**Page text**
From af210a693b3f2b11e3c00ecb0f8d2c4ab6b5dfc6 Mon Sep 17 00:00:00 2001
From: Bernhard Manfred Gruber <bernhardmgruber@gmail.com>
Date: Fri, 15 Nov 2024 13:52:57 +0100
Subject: [PATCH 04/11] Extend CUB benchmark guide on running a benchmark

---
 docs/cub/benchmarking.rst | 44 +++++++++++++++++++++++++++++++++++++++
 1 file changed, 44 insertions(+)

diff --git a/docs/cub/benchmarking.rst b/docs/cub/benchmarking.rst
index b82a7149921..542b9769f94 100644
--- a/docs/cub/benchmarking.rst
+++ b/docs/cub/benchmarking.rst
@@ -59,6 +59,50 @@ We also provide a target to build all benchmarks:
     ninja cub.all.benches
 
 
+Running a benchmark
+--------------------------------------------------------------------------------
+
+After we built a benchmark, we can run it as follows:
+
+.. code-block:: bash
+
+    ./bin/cub.bench.adjacent_difference.subtract_left.base\
+        -d 0\
+        --stopping-criterion entropy\
+        --json base.json\
+        --md base.md
+
+In this command, `-d 0` indicates that we want to run on GPU 0 on our system.
+Setting `--stopping-criterion entropy` is advisable since it reduces runtime
+and increase confidence in the resulting data.
+It's not set as default yet, because NVBench is still evaluating it.
+By default, NVBench will print the benchmark results to the terminal as Markdown.
+`--json base.json` will save the detailed results in a JSON file as well for later use.
+`--md base.md` will save the Markdown output to a file as well,
+so you can easily view the results later without having to parse the JSON.
+More information on what command line options are available can be found in the
+`NVBench documentation <https://github.com/NVIDIA/nvbench/blob/main/docs/cli_help.md>`_.
+
+The expected terminal output is something along the following lines (also saved to `base.md`):
+
+.. code-block:: bash
+
+    TODO
+
+If you are only interested in a subset of workloads, you can restrict benchmarking as follows:
+
+.. code-block:: bash
+
+    ./bin/cub.bench.adjacent_difference.subtract_left.base ...\
+        -a 'T{ct}=I32'\
+        -a 'OffsetT{ct}=I32'\
+        -a 'Elements{io}[pow2]=[24,28]'\
+
+The `-a` option allows you to restrict the values for each axis available for the benchmark.
+See the `NVBench documentation <https://github.com/NVIDIA/nvbench/blob/main/docs/cli_help_axis.md>`_.
+for more information on how to specify the axis values.

**Source excerpt**

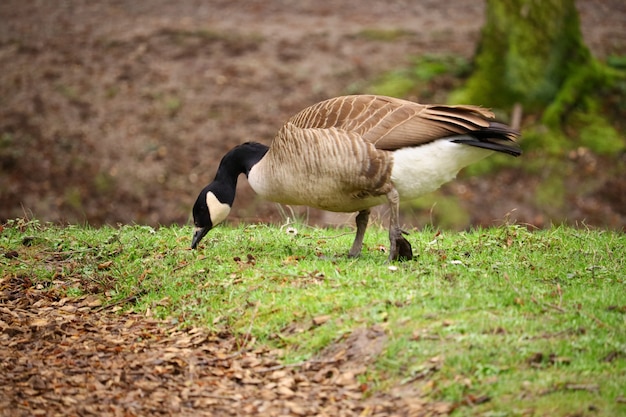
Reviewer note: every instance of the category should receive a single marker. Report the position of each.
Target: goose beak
(198, 234)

**Set task**
Please write the next part of the CUB benchmarking guide patch, picking up right after its last line.

**The reply**
+
+
 Running all benchmarks
 --------------------------------------------------------------------------------
 

From ffa61fcb5196d457df66c88fb2e086eddc280a97 Mon Sep 17 00:00:00 2001
From: Bernhard Manfred Gruber <bernhardmgruber@gmail.com>
Date: Fri, 15 Nov 2024 14:21:43 +0100
Subject: [PATCH 05/11] Extend CUB benchmark guide on comparing benchmark
 results

---
 docs/cub/benchmarking.rst | 29 +++++++++++++++++++++++++++++
 1 file changed, 29 insertions(+)

diff --git a/docs/cub/benchmarking.rst b/docs/cub/benchmarking.rst
index 542b9769f94..670688282d3 100644
--- a/docs/cub/benchmarking.rst
+++ b/docs/cub/benchmarking.rst
@@ -103,6 +103,35 @@ See the `NVBench documentation <https://github.com/NVIDIA/nvbench/blob/main/docs
 for more information on how to specify the axis values.
 
 
+Comparing benchmark results
+--------------------------------------------------------------------------------
+
+Let's say you have a modification that you'd like to benchmark.
+To compare the performance you have to build and run the benchmark as described above for the unmodified code,
+saving the results to a JSON file, e.g. `base.json`.
+Then, you apply your code changes (e.g., switch to a different branch, git stash pop, apply a patch file, etc.),
+rebuild and rerun the benchmark, saving the results to a different JSON file, e.g. `new.json`.
+
+You can now compare the two result JSON files using, assuming you are still in your build directory:
+
+.. code-block:: bash
+
+    PYTHONPATH=./_deps/nvbench-src/scripts ./_deps/nvbench-src/scripts/nvbench_compare.py base.json new.json
+
+The `PYTHONPATH` environment variable may not be necessary in all cases.
+The script will print a Markdown report, showing the runtime differences between each variant of the two benchmark run:
+
+.. code-block:: bash
+
+    TODO
+
+In addition to showing the absolute and relative runtime difference,
+NVBench reports the noise of the measurements,
+which corresponds to the relative standard deviation.
+It then reports with statistical significance in the `Status` column
+how the runtime changed from the base to the new version.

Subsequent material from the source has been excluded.